_WORK INSTRUCTIONS:_
Show each line in the items below that contains the word "pink", copying every such line unchanged.

_RECORDS:_
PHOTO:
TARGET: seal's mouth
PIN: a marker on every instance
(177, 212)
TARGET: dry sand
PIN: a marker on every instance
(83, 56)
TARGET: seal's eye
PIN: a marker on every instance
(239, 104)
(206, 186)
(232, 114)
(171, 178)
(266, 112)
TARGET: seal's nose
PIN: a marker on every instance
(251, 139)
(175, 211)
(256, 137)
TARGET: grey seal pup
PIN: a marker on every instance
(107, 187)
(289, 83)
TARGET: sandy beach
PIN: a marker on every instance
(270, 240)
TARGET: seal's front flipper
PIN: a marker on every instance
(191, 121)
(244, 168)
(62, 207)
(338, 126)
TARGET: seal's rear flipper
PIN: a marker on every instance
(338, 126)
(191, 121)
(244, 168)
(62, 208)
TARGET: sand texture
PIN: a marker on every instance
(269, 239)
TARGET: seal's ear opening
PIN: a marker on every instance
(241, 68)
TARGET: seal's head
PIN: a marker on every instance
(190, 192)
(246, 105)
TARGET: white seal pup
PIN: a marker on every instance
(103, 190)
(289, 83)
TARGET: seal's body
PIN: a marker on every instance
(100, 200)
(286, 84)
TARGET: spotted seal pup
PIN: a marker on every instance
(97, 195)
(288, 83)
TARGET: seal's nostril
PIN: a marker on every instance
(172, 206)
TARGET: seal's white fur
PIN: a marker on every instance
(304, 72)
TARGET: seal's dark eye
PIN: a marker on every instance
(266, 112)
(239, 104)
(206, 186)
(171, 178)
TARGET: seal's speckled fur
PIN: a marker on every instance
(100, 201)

---

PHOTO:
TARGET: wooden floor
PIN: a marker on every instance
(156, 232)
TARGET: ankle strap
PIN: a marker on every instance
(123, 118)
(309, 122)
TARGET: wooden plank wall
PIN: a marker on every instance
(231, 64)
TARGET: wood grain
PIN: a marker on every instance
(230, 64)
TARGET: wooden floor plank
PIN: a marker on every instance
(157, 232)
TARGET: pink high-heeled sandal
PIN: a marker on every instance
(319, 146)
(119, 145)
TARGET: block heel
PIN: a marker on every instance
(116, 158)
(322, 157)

* * *

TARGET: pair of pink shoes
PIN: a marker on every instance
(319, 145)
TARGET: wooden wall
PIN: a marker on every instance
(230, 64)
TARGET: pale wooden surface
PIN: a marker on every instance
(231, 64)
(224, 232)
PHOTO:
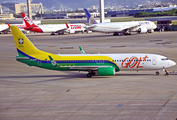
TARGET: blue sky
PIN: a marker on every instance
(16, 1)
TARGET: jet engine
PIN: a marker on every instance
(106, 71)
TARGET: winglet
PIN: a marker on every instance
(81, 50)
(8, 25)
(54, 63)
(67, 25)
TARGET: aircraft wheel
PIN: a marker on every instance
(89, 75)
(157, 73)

_RESPONSE TO THE TASK:_
TARGET: pink high-heeled sandal
TARGET: pair of pink shoes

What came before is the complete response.